TRECHO PARA LEITURA:
É nisso que os condomínios residenciais de classe média (todas elas) se
transformaram: refúgio de quem prefere se esconder a se misturar, perpetuando a
dinâmica da diferenciação de classes – “eu sou melhor do que você, por isso
posso me proteger aqui dentro enquanto você passa frio e fome do lado de fora,
seja você (e eu) quem for”. Em segundo plano, um operário solda novas grades no
prédio ao fundo, que provavelmente irão compor outras prisões seguras.
Entre
garrafas vazias e cinzeiros cheios, João (o herdeiro) acorda na sala de seu
apartamento ao lado de Sofia. Ambos estão nus e
são acordados pela chegada da empregada – há anos na família – que nesse dia
levou duas crianças, suas netas, para o trabalho. O jovem patrão corre de mãos dadas
com a nova amiga para o quarto, tentando em vão evitar que eles tenham as
bundas vistas. Há privacidade possível no mundo brasileiro de patrões e
domésticas?
João
é corretor de seguros e aparece em uma cena tentando vender um apartamento de
um dos prédios da família. A interessada está acompanhada da filha e, após
“apreciar” a vista entupida de prédios, pergunta se pode ganhar um desconto, já
que recentemente uma menina se suicidou ali. Sua cliente diz sentir uma
“energia ruim” no lugar. Assim como todo bom brasileiro, ela tem algum pressentimento/sensação energética sobre o que aconteceu, mas um desconto amigo
poderia desanuviar o ambiente.
Bia
é a mãe da família que de longe parece perfeita: casada com um homem
aparentemente bem-sucedido, ela tem dois filhos adolescentes bonitos e
saudáveis que fazem aulas particulares de inglês e chinês (afinal eles serão
competidores no futuro), e mora em um bairro de classe média do Recife. No
entanto, não suporta a própria vida, a ponto de transformar o cachorro do
vizinho em principal inimigo – ela não aguenta ouvir seus latidos, mas parece
que, na verdade, o problema é outro: ver a vida passar trancafiada em seu apartamento.
O alívio vem com a ‘massa’ encomendada de um falso entregador de filtros
d’água, que ela fuma em uma cena poética, em que um aspirador de pó é seu
cúmplice. Suas crises, aliás, têm como únicas testemunhas os eletrodomésticos:
ela é atacada pela vizinha que inveja sua vida miserável quando recebe em casa
uma TV de tela plana com muitas polegadas e se apoia na máquina de lavar durante
a centrifugação para se masturbar.
Numa
tarde, João se depara com o marido de sua empregada deitado em seu sofá. Por
todo o filme, a sensação é de que o herdeiro do latifundiário dono daquele
bairro é um dos poucos que ainda guardam alguma consciência sobre as injustiças sociais veladas e descaradas que acontecem diariamente à sua volta. Mas a reação dele diante daquele trabalhador negro estirado confortavelmente em sua sala não
engana – João pergunta se o homem sabia o que o avô dele costumava fazer com os
empregados preguiçosos, no que ele próprio responde: “meu avô os chacoalhava
assim, ó”, pegando-o pelos ombros e dando-lhe um chacoalhão. Fica então claro
que também João se encaixa perfeitamente na dinâmica da herança escravocrata
que o Brasil gosta de guardar.

SEÇÃO DE DADOS:
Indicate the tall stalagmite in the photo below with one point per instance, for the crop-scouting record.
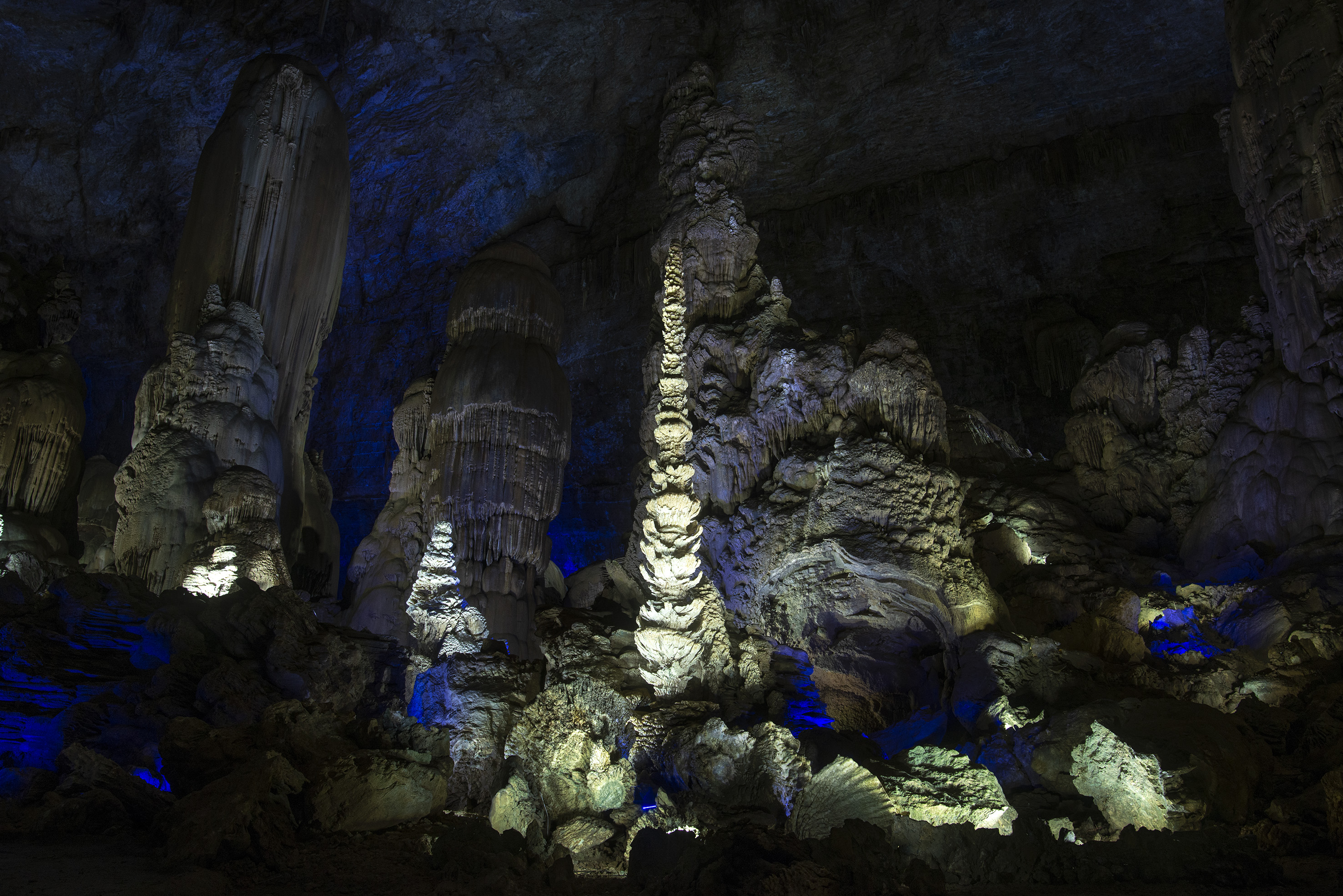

CONJUNTO DE TAREFAS:
**1.** Reescreva a passagem do trecho para leitura que vai de "É nisso que" até "domésticas?", trocando "Sofia" por "Clara".
**2.** Enumere todos os nomes próprios de personagens que aparecem no trecho para leitura.

RESPOSTAS POR TAREFA:
**1.**
É nisso que os condomínios residenciais de classe média (todas elas) se
transformaram: refúgio de quem prefere se esconder a se misturar, perpetuando a
dinâmica da diferenciação de classes – “eu sou melhor do que você, por isso
posso me proteger aqui dentro enquanto você passa frio e fome do lado de fora,
seja você (e eu) quem for”. Em segundo plano, um operário solda novas grades no
prédio ao fundo, que provavelmente irão compor outras prisões seguras.
Entre
garrafas vazias e cinzeiros cheios, João (o herdeiro) acorda na sala de seu
apartamento ao lado de Clara. Ambos estão nus e
são acordados pela chegada da empregada – há anos na família – que nesse dia
levou duas crianças, suas netas, para o trabalho. O jovem patrão corre de mãos dadas
com a nova amiga para o quarto, tentando em vão evitar que eles tenham as
bundas vistas. Há privacidade possível no mundo brasileiro de patrões e
domésticas?

**2.** João, Sofia, Bia